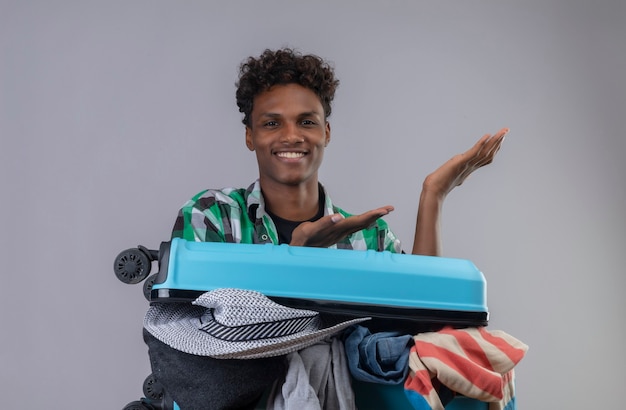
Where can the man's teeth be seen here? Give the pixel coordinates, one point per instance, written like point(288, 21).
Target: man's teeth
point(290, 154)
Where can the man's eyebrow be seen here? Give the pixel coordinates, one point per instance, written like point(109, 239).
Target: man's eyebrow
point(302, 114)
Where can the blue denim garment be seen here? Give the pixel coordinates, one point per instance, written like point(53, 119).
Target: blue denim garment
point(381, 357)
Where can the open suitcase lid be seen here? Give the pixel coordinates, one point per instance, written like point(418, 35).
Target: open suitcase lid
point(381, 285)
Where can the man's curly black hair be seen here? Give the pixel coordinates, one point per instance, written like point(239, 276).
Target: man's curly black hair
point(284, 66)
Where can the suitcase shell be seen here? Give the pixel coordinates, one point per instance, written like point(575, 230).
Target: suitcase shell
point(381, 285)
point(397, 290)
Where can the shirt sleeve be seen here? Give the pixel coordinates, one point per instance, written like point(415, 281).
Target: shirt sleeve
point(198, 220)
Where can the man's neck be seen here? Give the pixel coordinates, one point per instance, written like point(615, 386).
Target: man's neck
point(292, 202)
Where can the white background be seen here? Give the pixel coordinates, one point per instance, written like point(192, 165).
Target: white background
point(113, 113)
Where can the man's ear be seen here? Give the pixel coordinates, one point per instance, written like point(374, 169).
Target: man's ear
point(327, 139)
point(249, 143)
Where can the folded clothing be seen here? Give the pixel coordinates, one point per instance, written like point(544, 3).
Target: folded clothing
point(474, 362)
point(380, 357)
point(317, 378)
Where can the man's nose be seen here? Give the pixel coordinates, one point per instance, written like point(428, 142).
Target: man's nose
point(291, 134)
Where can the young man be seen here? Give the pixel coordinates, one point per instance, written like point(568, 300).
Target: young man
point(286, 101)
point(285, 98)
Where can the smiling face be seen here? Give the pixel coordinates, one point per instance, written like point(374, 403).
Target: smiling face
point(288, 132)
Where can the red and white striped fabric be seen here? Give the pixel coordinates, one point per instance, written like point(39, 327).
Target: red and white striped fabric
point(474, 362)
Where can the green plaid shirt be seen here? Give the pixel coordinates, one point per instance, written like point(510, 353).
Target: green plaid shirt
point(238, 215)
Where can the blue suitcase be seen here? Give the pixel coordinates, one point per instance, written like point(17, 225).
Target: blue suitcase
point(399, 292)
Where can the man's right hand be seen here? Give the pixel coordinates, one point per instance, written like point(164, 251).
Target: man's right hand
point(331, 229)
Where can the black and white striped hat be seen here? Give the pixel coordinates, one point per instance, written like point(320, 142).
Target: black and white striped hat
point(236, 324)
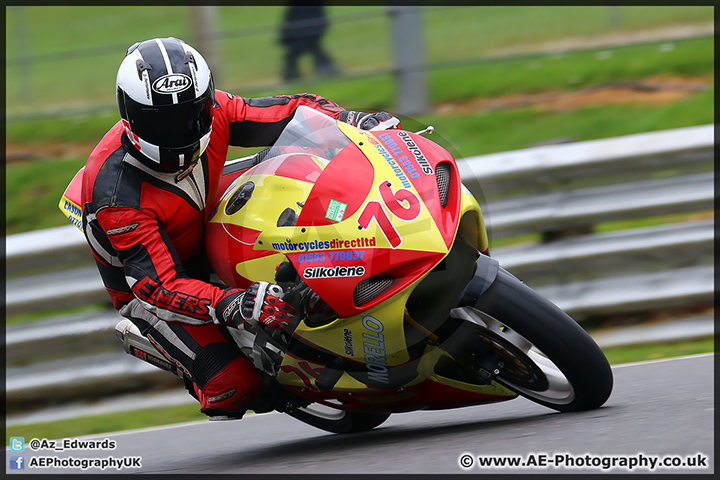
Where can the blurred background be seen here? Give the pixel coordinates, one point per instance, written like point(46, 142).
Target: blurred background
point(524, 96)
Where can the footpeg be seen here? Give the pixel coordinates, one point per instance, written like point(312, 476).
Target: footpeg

> [EXERCISE BRIEF]
Reproduce exactly and only the lines from the line that contains "Where can the white" to the end of the data above, both ends included. No pictures go in the copy.

> [RESULT OF THE TASK]
Where can the white background be seen here? Give the pixel coordinates, one point per instance, written like point(192, 165).
Target: white background
point(113, 113)
Where can the man's ear be seen here? Give the pixel coordinates, one point per instance, written like point(374, 169).
Target: man's ear
point(327, 139)
point(249, 143)
Where can the folded clothing be seen here? Give the pixel coordinates, one point per instance, written like point(544, 3).
Target: folded clothing
point(474, 362)
point(380, 357)
point(317, 378)
Where can the man's nose be seen here? Give the pixel coordinates, one point per instance, written like point(428, 142).
Target: man's nose
point(291, 134)
Where can the young man be seen here? Give the pixel coordinates, one point per instance, written like point(568, 300).
Target: young man
point(286, 101)
point(285, 98)
Where can the smiling face be seen here? Give the pixel coordinates, one point per instance, written like point(374, 403).
Target: smiling face
point(288, 132)
Where can the red and white striped fabric be seen here? Give the pixel coordinates, one point per instance, written like point(39, 327).
Target: red and white striped fabric
point(474, 362)
Where can the green plaid shirt be seen here? Give the pixel coordinates, one point per instance, written like point(510, 353).
Target: green plaid shirt
point(238, 215)
Where can the blue suitcase be seen here? Give the pixel coordinates, one point per instance, written like point(17, 225).
Target: blue suitcase
point(399, 292)
Where can the man's right hand be seen here? Give the pixel coordinates, one point per instance, written like point(164, 251).
Target: man's right hand
point(331, 229)
Where can the black and white striped hat be seen here? Give the pixel coordinates, one point per instance, written like point(320, 142).
Target: black and white striped hat
point(236, 324)
Where can the blurred background be seen here? Give the pixel coordinates, one point per instance, written like point(46, 142).
Target: blurred background
point(524, 96)
Where can the footpeg be seen here? Give the pixel coordinates, one point per instance, written like point(312, 476).
Target: footpeg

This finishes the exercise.